### [DATA SUPPLIED]
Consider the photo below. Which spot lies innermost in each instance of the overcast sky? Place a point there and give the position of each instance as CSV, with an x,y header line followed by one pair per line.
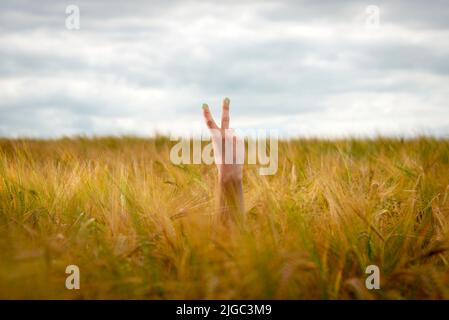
x,y
308,68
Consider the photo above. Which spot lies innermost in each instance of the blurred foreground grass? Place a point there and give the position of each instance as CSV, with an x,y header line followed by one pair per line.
x,y
141,227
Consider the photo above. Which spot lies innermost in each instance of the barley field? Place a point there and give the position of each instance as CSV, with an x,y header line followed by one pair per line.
x,y
139,227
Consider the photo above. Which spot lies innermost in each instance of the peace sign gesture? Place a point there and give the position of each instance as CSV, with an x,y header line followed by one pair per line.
x,y
229,162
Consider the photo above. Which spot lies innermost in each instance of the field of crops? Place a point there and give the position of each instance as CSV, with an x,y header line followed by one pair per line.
x,y
138,226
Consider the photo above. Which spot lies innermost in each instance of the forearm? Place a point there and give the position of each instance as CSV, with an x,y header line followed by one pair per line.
x,y
231,198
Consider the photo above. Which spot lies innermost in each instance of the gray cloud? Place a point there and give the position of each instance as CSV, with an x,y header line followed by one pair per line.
x,y
305,67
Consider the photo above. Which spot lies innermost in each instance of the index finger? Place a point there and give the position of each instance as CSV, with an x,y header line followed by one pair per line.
x,y
208,117
225,114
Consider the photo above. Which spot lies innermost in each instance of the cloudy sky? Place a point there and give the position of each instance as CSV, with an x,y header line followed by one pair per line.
x,y
307,68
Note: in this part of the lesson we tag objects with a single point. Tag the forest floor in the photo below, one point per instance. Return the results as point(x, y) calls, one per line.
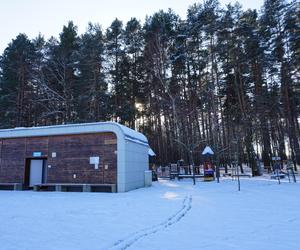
point(168, 215)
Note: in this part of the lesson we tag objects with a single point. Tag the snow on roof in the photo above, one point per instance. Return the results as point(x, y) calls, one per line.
point(82, 128)
point(207, 150)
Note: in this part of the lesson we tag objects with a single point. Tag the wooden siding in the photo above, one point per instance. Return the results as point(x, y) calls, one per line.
point(72, 158)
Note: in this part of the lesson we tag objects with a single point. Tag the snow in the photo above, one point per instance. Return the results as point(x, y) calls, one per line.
point(168, 215)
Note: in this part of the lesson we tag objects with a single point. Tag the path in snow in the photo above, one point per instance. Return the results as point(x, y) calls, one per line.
point(130, 240)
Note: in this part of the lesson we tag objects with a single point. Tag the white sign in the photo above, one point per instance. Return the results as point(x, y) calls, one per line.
point(95, 160)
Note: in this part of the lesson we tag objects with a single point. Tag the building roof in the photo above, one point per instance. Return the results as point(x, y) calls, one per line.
point(208, 151)
point(82, 128)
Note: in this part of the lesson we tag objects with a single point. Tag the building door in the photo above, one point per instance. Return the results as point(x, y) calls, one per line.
point(36, 172)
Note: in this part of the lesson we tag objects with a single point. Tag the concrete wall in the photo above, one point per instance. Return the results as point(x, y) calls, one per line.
point(136, 162)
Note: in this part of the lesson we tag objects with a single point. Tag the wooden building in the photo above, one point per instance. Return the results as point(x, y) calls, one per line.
point(92, 153)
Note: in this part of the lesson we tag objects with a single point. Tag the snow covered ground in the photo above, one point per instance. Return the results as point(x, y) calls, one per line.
point(169, 215)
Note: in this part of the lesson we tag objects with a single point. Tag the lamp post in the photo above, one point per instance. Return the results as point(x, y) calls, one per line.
point(236, 154)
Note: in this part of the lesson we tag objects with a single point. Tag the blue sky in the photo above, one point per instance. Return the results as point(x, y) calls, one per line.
point(48, 16)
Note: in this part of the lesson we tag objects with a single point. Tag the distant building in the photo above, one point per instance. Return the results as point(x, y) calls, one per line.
point(91, 153)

### [WHAT TO DO]
Transcribe every entry exactly. Leave out the pictures.

### [SOLUTION TO THE PROBLEM]
Consider the photo below. Which spot lies innermost in each instance of the overcast sky? Place a point there and give the position of each instance as CSV, with an x,y header line followed by one pair per line.
x,y
308,68
Consider the photo above. Which spot lies innermost in each instance of the blurred foreground grass? Place a point there and give the position of each instance as CSV, with an x,y header line followed by one pair per line.
x,y
141,227
Consider the photo above. Which spot lies innermost in each instance of the barley field? Place a point there and give the position of each instance as CSV, with an x,y header line followed by one pair per line.
x,y
139,227
Consider the photo above. Which spot lies innermost in each instance of the peace sign gesture? Place a point there and give the position of each instance as CSV, with an x,y header line followed by one pair per line.
x,y
229,162
Consider the photo above. Which spot lies innermost in each instance of the field of crops? Place a point there and give the position of each instance as CSV, with an x,y header line followed by one pair per line.
x,y
138,226
Consider the photo above. Which spot lies innermost in each instance of the forearm? Place a point there and give the position of each instance as CSV, with an x,y header line followed by one pair per line.
x,y
231,198
Consider the photo above. Which spot lies innermost in each instance of the gray cloud? Place a point there and give the position of each instance as CSV, with an x,y header line followed by one pair per line.
x,y
305,67
Consider the photo above. Which spot lies innermost in each instance of the index finger? Place a point there and give the position of each instance as CSV, with an x,y header line followed by one pair per line.
x,y
208,117
225,114
Consider the photo above. Which spot lies innermost in each instance of the cloudy sky? Place a point there and give the position of each instance as CSV, with an x,y header line followed by one pair per line.
x,y
307,68
Note: in this part of the lesson we tag objects with a single point. Tag the forest floor in the photo below, one point per instance. Return the results as point(x, y) calls, one per line.
point(168, 215)
Note: in this part of the lesson we tag objects with a single point. Tag the snow on roof in the photo above, one point per instance. Return the results as point(x, y) calls, one per line.
point(82, 128)
point(207, 150)
Note: in this part of the lesson we tag objects with a single point. Tag the wooden siding in the photo above, one point per instance. Return the results as point(x, y) calls, one per line.
point(72, 158)
Note: in this part of the lesson we tag objects with a single point. Tag the snow in the photo above, one point per instance. Return the results as point(x, y) calls, one per line.
point(168, 215)
Note: in this part of the lesson we tag objects with a single point. Tag the path in snow in the photo above, one point per instance. Return the results as point(x, y) calls, one per line.
point(130, 240)
Note: in this part of the lesson we tag objects with a single point. Tag the white sign in the photo above, one point per instance. Return the results as point(x, y) calls, one per line.
point(95, 160)
Note: in this part of the lesson we tag objects with a single point. Tag the building roof in the photo above, one point per instance. Return the results as point(x, y) calls, one per line.
point(208, 151)
point(82, 128)
Note: in this part of the lesson we tag objects with a single point. Tag the building door in the photo above, one point per instance. Return the results as point(x, y) calls, one per line.
point(36, 172)
Note: in this part of the lesson we tag objects with a single point. Tag the concrete wall in the photo above, one point per instance. Return the results as point(x, y) calls, one per line.
point(136, 162)
Note: in this part of the lesson we tag objects with a single point. Tag the wooden building in the photo above, one point per instance. Return the results as point(x, y) calls, one per line.
point(92, 153)
Note: in this part of the lesson we tag objects with a single point. Tag the snow covered ground in the photo above, one point per instance. Return the results as point(x, y) calls, one per line.
point(169, 215)
Note: in this part of the lesson we tag objects with a single point. Tag the lamp post in the photo above, one point per instance. Return the results as point(x, y) calls, one per line.
point(236, 154)
Note: in this part of the lesson we tag objects with a single point. Tag the blue sky in the photo above, one point per instance. Return the results as point(x, y) calls, one per line.
point(48, 16)
Note: in this part of the lesson we tag objects with a single point. Tag the distant building in the photo above, one point per instance. Return the results as point(x, y) calls, one per line.
point(91, 153)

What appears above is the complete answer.